> Image point grounding data
# # # #
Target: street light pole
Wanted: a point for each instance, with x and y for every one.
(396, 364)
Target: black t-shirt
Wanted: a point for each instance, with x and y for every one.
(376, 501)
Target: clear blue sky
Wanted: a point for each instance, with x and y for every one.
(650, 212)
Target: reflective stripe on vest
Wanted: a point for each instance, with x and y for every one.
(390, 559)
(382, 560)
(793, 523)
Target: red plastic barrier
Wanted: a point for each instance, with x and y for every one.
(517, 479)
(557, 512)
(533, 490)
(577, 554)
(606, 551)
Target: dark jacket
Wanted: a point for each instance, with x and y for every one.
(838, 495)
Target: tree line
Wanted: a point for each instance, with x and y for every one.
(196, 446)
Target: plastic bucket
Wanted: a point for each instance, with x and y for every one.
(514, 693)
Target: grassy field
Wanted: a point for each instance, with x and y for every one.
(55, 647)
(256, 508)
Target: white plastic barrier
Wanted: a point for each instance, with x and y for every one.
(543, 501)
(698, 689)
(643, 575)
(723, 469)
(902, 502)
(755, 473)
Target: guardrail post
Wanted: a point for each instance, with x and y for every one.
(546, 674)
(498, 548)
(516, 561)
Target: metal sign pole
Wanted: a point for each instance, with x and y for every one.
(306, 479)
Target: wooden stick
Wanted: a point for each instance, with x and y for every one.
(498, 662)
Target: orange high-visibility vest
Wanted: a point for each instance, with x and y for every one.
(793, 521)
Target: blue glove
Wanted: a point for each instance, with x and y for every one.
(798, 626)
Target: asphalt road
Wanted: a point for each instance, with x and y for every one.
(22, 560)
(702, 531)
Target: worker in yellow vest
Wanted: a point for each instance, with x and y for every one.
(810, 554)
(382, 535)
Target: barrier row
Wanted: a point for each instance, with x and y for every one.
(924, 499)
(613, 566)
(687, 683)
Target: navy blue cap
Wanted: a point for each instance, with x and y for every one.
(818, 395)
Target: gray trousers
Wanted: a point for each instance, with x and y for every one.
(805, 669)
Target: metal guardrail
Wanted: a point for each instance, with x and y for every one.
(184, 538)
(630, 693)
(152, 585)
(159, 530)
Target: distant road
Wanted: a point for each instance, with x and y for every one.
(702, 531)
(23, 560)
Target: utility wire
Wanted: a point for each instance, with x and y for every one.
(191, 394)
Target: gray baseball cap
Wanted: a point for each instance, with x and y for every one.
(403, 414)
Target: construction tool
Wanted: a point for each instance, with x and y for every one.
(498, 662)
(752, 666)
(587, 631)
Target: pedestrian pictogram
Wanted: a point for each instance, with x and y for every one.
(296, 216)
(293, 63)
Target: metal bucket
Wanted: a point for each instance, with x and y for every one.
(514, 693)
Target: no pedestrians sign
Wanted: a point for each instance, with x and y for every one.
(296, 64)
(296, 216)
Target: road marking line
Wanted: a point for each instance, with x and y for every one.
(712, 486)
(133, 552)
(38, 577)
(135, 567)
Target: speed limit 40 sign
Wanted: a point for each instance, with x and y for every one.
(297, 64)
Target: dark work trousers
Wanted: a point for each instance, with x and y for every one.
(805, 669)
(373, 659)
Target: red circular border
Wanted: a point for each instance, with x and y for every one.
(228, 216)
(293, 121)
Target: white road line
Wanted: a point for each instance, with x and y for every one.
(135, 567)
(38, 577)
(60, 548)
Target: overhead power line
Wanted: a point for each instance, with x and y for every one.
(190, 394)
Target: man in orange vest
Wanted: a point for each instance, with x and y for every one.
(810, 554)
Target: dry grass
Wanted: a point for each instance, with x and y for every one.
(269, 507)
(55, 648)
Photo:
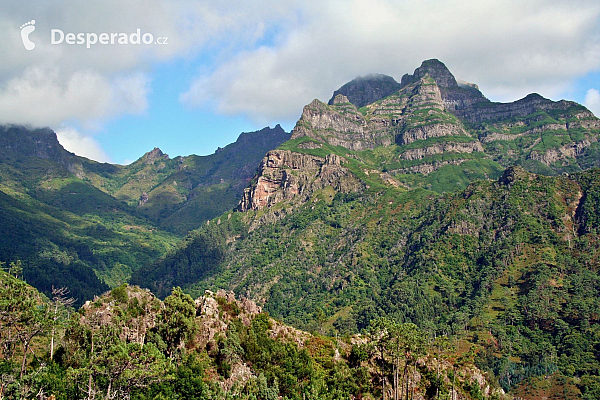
# # # #
> What this task involves
Extract the entries in full, exactly as they are, minus the pictures.

> Exercise answer
Target: street light pole
Wanted: a point for each instance, with x and y for every one.
(396, 364)
Target: black t-shirt
Wanted: a point for each instance, with x and y for every one.
(376, 501)
Target: clear blue sky
Wanted: a point for each instance, with x and y for every one.
(650, 212)
Target: reflective stripe on vest
Wanted: a point for each instance, with x and y for every one.
(390, 559)
(382, 560)
(793, 523)
Target: red plastic barrier
Wanted: a point for each instance, with x and y for every one.
(517, 479)
(557, 512)
(533, 490)
(577, 554)
(606, 551)
Target: dark jacket
Wanted: a point for each instance, with x and y for every one.
(838, 495)
Target: tree line
Wanted: a point for each instance, with x and y for every one.
(196, 446)
Target: plastic bucket
Wanted: a point for each instance, with x and y for every one.
(514, 693)
Target: grassy field
Wanted: a point for each instance, with x and y for every one.
(55, 647)
(256, 508)
Target: white plastic barrier
Wanted: a point for each instance, with x and y for every one.
(543, 501)
(698, 689)
(643, 575)
(723, 469)
(902, 502)
(755, 473)
Target: guardrail post
Wanted: a point for each instance, with x and y for every one.
(546, 674)
(498, 548)
(516, 561)
Target: metal sign pole
Wanted: a point for each instance, with x and y for every one.
(306, 479)
Target: wooden stick
Wanted: a point for each instance, with x and y for every one.
(498, 662)
Target: orange high-visibility vest
Wanted: a point for each instance, with x and y for every one.
(793, 521)
Target: blue glove
Wanted: a point for each instance, with x and y for every one.
(798, 626)
Target: asphalt road
Wanted: a point for each instance, with x and y for every one.
(22, 560)
(702, 531)
Target: worker in yellow vest
Wanted: a point for each instance, with x and y for every one.
(810, 554)
(382, 535)
Target: barrier row
Wanted: a point for each instance, with x and y for every one.
(924, 499)
(613, 566)
(687, 683)
Target: navy blue cap
Wanted: a point for each instance, with x and y for every one.
(818, 395)
Target: gray trousers
Wanted: a point for each instance, with x and y for every one.
(805, 669)
Target: metal guardrail
Wanted: a point for each instance, with x and y for every one.
(184, 538)
(630, 693)
(152, 585)
(159, 530)
Target: distant road
Wanted: a point for each instance, with x and y for every one.
(702, 531)
(23, 560)
Target: utility wire
Wanted: a point for each instance, with x and y for every one.
(191, 394)
Target: gray baseball cap
Wanted: a point for each instance, with x and y for every one.
(403, 414)
Target: construction tool
Wanted: a point for each instance, with x and y for every one.
(498, 662)
(752, 666)
(587, 631)
Target: pedestrian pictogram
Wanted: a point for each instance, with x and y for every one.
(296, 216)
(293, 63)
Target: metal bucket
Wanted: a point for each instance, with x and y for every one.
(514, 693)
Target: no pedestrians sign
Wanted: a point for each instance, with x and y for every one.
(296, 64)
(296, 216)
Target: road marking line
Wanted: a point for each instance, with x and y for every one.
(712, 486)
(133, 552)
(38, 577)
(135, 567)
Target: speed limit 40 sign
Wanted: a point for each instance, with x and y for every one.
(297, 64)
Target: dark work trousers
Wanted: a point for each instance, with x and y for every one.
(805, 669)
(373, 659)
Target: red circular border
Wanted: a point for each instance, with x and y for every one.
(228, 216)
(293, 121)
Target: white road line
Wanted: a point for each instance, with x and y for every one.
(135, 567)
(38, 577)
(60, 548)
Target: overhead power line
Wanted: a point for each instance, with x and y for every one.
(190, 394)
Target: man in orange vest
Wanted: a point for each instance, with x and y for every one.
(810, 554)
Target: dry grass
Wanted: a point for each instance, with x and y for every one.
(269, 507)
(55, 648)
Photo:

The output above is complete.